WHAT IS EXPECTED
I need the lines below from the one with "Can you spot the sky" down to the one with "Can you spot the name" reproduced exactly, both ends included, and nothing else.

Point-per-instance localization data:
- Opening Delimiter -
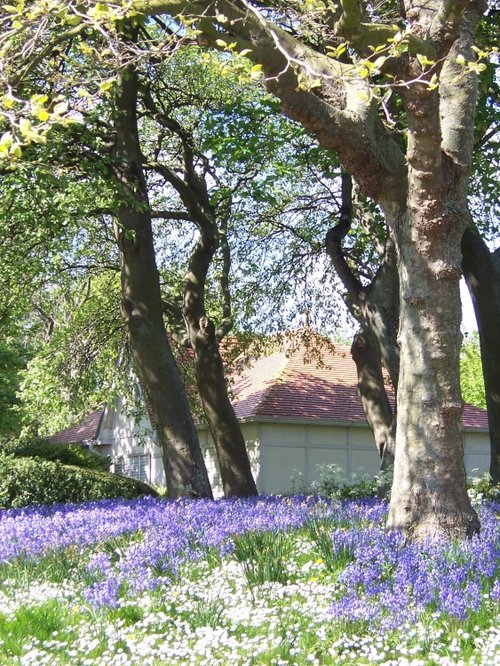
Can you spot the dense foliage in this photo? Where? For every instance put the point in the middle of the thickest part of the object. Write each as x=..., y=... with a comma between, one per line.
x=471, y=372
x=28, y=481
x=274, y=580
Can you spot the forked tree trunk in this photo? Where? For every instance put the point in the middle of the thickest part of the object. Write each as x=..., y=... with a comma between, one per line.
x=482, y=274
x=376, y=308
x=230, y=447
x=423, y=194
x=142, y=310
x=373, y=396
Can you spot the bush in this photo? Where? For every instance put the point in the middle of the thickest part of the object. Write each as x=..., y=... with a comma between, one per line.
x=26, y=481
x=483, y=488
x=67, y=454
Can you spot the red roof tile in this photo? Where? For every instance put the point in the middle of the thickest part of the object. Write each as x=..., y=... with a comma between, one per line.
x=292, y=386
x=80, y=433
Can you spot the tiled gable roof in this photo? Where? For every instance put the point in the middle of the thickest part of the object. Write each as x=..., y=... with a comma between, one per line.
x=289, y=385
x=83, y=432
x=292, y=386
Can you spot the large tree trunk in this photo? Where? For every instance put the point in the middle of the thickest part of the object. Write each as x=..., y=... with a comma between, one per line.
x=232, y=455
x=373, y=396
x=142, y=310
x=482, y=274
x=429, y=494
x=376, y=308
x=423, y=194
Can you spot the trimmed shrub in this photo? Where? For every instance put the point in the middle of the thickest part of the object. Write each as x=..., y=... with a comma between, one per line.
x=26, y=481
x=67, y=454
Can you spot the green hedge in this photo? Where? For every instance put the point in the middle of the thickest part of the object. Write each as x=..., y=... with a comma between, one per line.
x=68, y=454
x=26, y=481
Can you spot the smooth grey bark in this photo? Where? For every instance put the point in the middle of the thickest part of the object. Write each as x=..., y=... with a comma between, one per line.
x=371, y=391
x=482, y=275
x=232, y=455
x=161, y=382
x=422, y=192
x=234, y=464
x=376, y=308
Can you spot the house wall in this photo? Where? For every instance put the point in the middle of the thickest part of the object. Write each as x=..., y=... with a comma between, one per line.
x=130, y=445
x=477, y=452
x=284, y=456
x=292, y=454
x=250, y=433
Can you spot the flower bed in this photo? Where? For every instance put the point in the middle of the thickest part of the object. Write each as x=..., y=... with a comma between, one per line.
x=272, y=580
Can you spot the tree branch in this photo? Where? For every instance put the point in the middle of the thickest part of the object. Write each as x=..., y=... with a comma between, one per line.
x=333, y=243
- Closing Delimiter -
- Opening Delimiter -
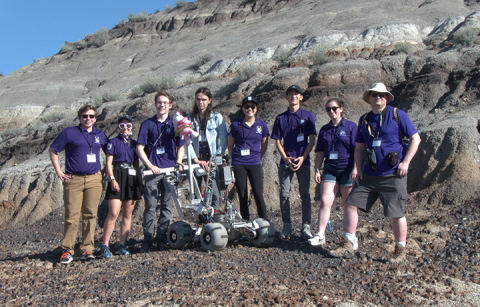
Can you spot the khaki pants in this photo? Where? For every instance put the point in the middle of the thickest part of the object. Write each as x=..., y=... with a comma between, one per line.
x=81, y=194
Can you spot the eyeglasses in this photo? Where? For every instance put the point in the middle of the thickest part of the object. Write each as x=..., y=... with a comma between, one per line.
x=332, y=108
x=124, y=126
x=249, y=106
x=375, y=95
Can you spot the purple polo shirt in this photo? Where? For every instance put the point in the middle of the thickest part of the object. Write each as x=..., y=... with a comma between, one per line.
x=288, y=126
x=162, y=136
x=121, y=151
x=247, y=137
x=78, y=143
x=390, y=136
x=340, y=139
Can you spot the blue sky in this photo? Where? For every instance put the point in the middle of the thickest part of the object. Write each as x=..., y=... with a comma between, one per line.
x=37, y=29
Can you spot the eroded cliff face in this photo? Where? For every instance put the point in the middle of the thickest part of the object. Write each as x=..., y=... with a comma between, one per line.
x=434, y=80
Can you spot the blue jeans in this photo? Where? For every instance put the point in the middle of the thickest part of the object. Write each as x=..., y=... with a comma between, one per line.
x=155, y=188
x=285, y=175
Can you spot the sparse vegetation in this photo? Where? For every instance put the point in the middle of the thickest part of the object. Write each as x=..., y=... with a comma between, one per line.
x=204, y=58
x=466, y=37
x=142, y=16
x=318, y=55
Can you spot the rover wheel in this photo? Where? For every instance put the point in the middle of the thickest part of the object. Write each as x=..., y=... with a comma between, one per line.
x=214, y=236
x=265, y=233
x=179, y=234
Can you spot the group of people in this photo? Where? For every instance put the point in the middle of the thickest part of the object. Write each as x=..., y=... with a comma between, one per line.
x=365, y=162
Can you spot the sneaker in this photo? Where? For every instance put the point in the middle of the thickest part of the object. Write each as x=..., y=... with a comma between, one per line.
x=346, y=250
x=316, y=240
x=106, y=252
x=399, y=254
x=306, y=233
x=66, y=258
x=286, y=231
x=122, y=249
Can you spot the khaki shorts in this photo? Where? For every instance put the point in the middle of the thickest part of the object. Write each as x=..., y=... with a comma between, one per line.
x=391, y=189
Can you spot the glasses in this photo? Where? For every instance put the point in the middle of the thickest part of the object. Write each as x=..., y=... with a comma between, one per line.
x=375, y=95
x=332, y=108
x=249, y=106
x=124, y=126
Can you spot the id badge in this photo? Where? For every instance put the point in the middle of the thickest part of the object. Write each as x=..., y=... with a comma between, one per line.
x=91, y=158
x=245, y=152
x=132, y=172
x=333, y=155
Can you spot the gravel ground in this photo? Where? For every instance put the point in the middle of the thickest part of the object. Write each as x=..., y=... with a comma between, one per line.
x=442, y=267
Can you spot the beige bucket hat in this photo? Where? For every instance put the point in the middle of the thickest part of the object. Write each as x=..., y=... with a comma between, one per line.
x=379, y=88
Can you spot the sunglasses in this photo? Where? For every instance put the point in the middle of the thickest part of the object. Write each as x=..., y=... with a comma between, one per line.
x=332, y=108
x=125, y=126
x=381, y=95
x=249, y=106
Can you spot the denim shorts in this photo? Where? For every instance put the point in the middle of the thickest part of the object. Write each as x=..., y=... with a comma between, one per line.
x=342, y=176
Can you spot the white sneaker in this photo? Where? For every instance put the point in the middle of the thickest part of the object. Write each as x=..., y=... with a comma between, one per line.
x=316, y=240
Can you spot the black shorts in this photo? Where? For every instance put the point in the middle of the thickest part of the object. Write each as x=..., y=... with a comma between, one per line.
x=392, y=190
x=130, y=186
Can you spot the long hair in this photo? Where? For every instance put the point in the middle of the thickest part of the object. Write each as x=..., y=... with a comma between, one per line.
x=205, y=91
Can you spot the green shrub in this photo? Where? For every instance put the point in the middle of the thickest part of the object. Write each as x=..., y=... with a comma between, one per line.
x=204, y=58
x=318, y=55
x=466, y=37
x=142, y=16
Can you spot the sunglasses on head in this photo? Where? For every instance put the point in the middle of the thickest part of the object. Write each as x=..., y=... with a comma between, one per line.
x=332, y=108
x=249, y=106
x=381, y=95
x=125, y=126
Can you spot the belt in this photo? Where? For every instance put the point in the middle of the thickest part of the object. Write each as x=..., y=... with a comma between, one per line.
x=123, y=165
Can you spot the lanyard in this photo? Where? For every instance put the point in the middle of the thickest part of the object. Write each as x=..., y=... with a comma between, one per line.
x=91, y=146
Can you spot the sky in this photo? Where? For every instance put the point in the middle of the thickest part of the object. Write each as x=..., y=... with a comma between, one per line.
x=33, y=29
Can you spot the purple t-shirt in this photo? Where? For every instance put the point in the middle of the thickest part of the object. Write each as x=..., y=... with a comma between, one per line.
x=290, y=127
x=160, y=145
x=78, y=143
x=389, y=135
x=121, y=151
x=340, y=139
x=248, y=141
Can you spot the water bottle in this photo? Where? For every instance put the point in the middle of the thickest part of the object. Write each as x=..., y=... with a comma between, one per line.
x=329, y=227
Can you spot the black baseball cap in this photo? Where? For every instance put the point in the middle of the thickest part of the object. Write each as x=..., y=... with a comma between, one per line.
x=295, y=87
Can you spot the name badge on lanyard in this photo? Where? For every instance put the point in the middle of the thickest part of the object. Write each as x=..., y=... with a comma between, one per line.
- Closing Delimiter -
- Opening Delimiter -
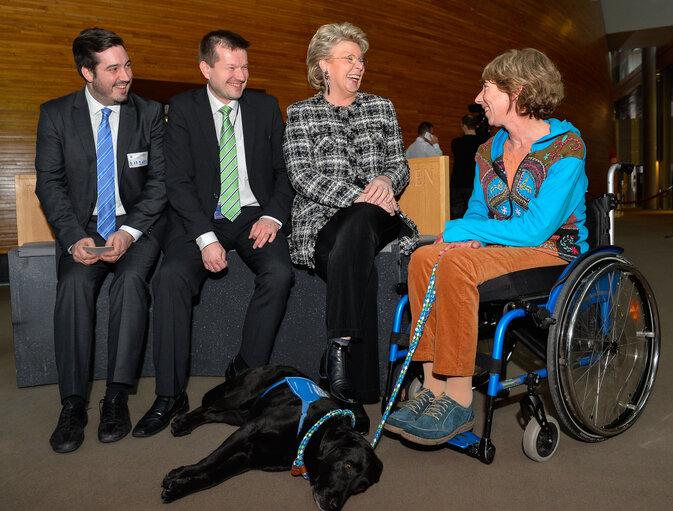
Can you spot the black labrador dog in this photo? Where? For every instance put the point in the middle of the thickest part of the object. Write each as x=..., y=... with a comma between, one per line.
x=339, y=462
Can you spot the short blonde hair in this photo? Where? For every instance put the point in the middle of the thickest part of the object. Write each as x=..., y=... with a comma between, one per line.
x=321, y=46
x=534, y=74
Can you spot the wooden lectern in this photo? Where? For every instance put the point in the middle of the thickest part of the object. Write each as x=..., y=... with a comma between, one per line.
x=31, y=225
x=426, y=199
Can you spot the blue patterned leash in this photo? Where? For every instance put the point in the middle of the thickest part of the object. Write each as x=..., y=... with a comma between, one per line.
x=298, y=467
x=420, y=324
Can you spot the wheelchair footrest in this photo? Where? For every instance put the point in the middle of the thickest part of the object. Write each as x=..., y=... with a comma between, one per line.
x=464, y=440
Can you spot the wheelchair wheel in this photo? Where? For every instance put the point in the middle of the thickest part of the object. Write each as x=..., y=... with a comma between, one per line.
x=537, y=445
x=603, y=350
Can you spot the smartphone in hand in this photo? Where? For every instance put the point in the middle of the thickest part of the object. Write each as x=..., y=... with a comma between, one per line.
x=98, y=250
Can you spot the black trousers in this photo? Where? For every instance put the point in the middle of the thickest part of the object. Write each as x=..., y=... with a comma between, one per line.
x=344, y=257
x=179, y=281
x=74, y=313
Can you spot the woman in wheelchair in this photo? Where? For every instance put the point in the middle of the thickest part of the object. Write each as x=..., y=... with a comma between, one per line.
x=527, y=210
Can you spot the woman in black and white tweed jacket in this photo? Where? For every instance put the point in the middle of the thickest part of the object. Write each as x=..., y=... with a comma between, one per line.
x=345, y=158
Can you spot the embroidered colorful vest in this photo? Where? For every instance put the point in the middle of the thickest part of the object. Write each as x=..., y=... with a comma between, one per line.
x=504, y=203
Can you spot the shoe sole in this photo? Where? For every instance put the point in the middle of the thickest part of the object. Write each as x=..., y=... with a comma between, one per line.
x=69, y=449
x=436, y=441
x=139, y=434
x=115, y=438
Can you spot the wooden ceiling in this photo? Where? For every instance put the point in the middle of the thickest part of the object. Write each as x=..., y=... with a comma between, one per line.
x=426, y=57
- Closing Delimiter -
WRITTEN SOLUTION
Can you spot the sky in this photo? Where? For every instance put the point in the middle of the thickest part of the object. Write each as x=..., y=... with a comma between, one per line.
x=33, y=29
Can you spot the purple t-shirt in this photo? Where? For every instance put the point in the middle of the thickest part of the object. Write each as x=..., y=... with a comma between, one per line.
x=290, y=127
x=160, y=145
x=78, y=143
x=389, y=135
x=121, y=151
x=340, y=139
x=248, y=141
Can you spot the water bottle in this photo? Where? For every instance put the point in the middle of the thickest part of the object. Write each as x=..., y=... with a comma between, one per line.
x=329, y=227
Can you spot the black baseball cap in this photo? Where? For every instance put the point in the middle of the thickest part of the object. Write each as x=..., y=... with a comma between, one per line.
x=295, y=87
Can you spot the name badge on lanyard in this photo? Where? For every instance put the point in the middle of the thickest part of the object. Write each as x=..., y=... with a comma between, one per line.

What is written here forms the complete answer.